■ **Given data**:
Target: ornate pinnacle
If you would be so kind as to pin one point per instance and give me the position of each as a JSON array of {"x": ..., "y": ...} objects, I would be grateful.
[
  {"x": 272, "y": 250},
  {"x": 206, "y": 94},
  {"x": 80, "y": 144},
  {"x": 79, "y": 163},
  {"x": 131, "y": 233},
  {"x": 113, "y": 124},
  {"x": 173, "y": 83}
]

■ **What the task requires**: This exercise calls for the entries to be restated exactly.

■ **Result below**:
Target: ornate pinnacle
If you would be so kind as to pin one point per instance and give me the position of each as a JSON array of {"x": ..., "y": ...} objects, I would be grateful.
[
  {"x": 272, "y": 250},
  {"x": 206, "y": 94},
  {"x": 80, "y": 144},
  {"x": 79, "y": 163},
  {"x": 131, "y": 233},
  {"x": 113, "y": 124},
  {"x": 173, "y": 83}
]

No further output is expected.